*Work task*.
Retype the full set of records. Keep every character identical.

'''

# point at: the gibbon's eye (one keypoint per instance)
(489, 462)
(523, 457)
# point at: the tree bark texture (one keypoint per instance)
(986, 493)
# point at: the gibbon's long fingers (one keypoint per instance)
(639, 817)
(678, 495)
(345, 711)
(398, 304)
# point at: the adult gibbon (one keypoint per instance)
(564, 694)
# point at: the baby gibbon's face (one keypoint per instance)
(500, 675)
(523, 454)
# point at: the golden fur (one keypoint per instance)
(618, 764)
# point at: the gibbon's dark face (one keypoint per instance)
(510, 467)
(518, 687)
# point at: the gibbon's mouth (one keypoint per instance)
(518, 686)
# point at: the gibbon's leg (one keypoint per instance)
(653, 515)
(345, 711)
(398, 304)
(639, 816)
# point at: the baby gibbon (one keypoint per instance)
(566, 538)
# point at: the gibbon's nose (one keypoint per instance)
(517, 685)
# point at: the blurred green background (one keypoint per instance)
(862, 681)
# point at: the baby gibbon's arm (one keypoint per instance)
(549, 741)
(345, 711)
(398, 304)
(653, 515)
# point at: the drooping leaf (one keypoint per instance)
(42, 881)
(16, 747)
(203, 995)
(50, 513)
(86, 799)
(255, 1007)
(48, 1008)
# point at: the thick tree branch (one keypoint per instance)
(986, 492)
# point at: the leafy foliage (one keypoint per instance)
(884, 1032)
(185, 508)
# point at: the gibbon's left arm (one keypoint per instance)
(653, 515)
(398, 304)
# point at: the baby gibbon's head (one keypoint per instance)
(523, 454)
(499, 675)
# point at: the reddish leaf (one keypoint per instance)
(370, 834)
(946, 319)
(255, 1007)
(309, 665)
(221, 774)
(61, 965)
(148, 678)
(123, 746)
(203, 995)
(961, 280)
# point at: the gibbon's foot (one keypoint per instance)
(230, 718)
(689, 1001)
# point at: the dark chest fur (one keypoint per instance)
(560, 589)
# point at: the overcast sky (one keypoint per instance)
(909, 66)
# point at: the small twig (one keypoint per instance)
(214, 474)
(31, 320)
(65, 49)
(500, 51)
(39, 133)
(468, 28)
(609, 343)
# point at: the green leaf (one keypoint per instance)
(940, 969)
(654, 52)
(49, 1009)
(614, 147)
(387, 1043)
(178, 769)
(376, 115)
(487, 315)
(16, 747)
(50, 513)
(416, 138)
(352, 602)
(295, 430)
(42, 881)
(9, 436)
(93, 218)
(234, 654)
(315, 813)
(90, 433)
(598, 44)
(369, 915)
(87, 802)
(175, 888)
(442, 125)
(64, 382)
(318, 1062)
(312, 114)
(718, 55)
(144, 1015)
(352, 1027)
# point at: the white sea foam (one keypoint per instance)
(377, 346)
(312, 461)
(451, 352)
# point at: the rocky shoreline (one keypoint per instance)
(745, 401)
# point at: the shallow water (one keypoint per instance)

'''

*Result of this task*.
# point at: the gibbon's eye (one keypoint per instance)
(489, 462)
(523, 457)
# point at: the tree bark texture (one keypoint per instance)
(986, 493)
# point at: the gibbon's long fingers (one keypoint per instance)
(639, 817)
(678, 495)
(345, 711)
(398, 304)
# point at: the adult gibbon (one keypoint per instance)
(564, 694)
# point at: the baby gibbon's face (one keypoint per instance)
(500, 675)
(523, 454)
# point at: the golden fur (one keypoint per instance)
(618, 764)
# point at: the gibbon's dark face (one keypoint per instance)
(510, 467)
(518, 687)
# point at: the gibbon's mouth (one keypoint per instance)
(518, 686)
# point at: the gibbon's leg (one keypoint per instance)
(653, 515)
(345, 711)
(398, 304)
(639, 816)
# point at: the baby gibbon (one keypoint per instance)
(566, 538)
# point at: the gibbon's nose (one keypoint per instance)
(517, 685)
# point at: the blurred green background (one keypoint per instance)
(862, 681)
# point at: the baby gibbon's arm (one keypoint per instance)
(549, 741)
(345, 711)
(398, 304)
(653, 515)
# point at: the drooping leaf (one keypoint per instance)
(42, 881)
(16, 747)
(203, 995)
(50, 513)
(86, 799)
(255, 1007)
(48, 1008)
# point at: the thick tree branch (one keypoint per instance)
(986, 492)
# point at: the leafy foliage (one keypoint per instance)
(884, 1032)
(185, 508)
# point at: the gibbon's left arm (one keypoint per instance)
(653, 515)
(398, 304)
# point at: the baby gibbon's head (one keypoint per instance)
(523, 454)
(499, 675)
# point at: the reddish leaf (one keypoint per instance)
(370, 834)
(946, 319)
(255, 1007)
(309, 665)
(221, 774)
(61, 965)
(148, 678)
(123, 746)
(203, 995)
(961, 280)
# point at: the gibbon's foot (one keypoint per instance)
(230, 718)
(689, 1001)
# point at: the dark chest fur (one keypoint per instance)
(560, 589)
# point at: the overcast sky (one keypoint per instance)
(909, 66)
# point at: the small twig (one keypoint per instance)
(214, 474)
(31, 320)
(65, 49)
(500, 51)
(39, 133)
(468, 28)
(609, 343)
# point at: the green leaf (one keypoint per instance)
(940, 969)
(654, 52)
(49, 1009)
(614, 147)
(387, 1043)
(178, 769)
(376, 115)
(487, 315)
(16, 747)
(50, 513)
(416, 138)
(352, 602)
(295, 430)
(42, 881)
(9, 436)
(93, 218)
(234, 654)
(315, 813)
(90, 433)
(598, 44)
(369, 915)
(87, 802)
(175, 888)
(442, 125)
(64, 382)
(318, 1062)
(312, 114)
(718, 55)
(144, 1015)
(352, 1027)
# point at: the white sea foam (one keypoint per instance)
(377, 346)
(312, 461)
(451, 352)
# point at: the rocky shoreline (one keypoint per instance)
(745, 401)
# point at: the shallow water (one keypoint per instance)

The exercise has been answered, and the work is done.